··· Document extract
And, along with another team, I provided Sarah Palin with her first-ever national security briefing. I was impressed with Governor Palin’s interest in what motivated individual foreign leaders, and it was clear she had a natural understanding of people and how to deal with them. But her knowledge of the world was diametrically opposed to that of her running mate. She knew almost nothing about the key foreign policy and national security issues of the day. In contrast to the many questions she asked about people, she asked almost none about the issues themselves. She was in over her head, she seemed to me to know it, and it was not her fault. I felt sorry she had been put in that situation.
In addition to giving oral briefings to the candidates, we prepared briefing papers for the senior officials that the new president
would bring along with him. We also prepared two briefing packages for the president-elect himself—a package on CIA’s most sensitive programs (of which fewer than ten copies were made) and a book of short biographies of all the world leaders who were likely to call the winner to congratulate him.
We also prepared—with the permission of the Bush White House—to start providing the President’s Daily Brief to the winner as soon as possible after the election. But the White House added a crucial caveat—only the president-elect and those he had already publicly named to a senior national security post could receive the PDB. No one else.
······
··· Stored data
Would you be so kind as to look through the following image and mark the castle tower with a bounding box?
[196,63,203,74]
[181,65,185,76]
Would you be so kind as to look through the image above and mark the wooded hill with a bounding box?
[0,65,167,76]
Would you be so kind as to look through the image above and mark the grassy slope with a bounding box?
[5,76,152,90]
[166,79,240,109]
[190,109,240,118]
······
··· Stored data
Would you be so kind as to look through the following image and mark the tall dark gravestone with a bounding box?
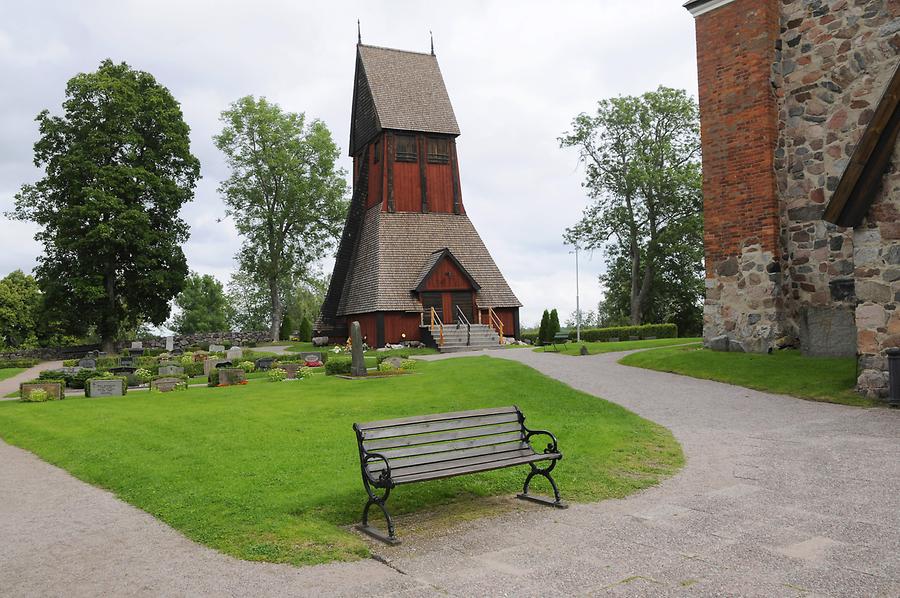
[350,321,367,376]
······
Answer these questions from the briefing extract:
1. What did Governor Palin show interest in during her briefing?
2. How many copies were made of the package on CIA's most sensitive programs?
3. Under the White House caveat, who could receive the PDB?

1. What motivated individual foreign leaders.
2. Fewer than ten.
3. Only the president-elect and those he had already publicly named to a senior national security post.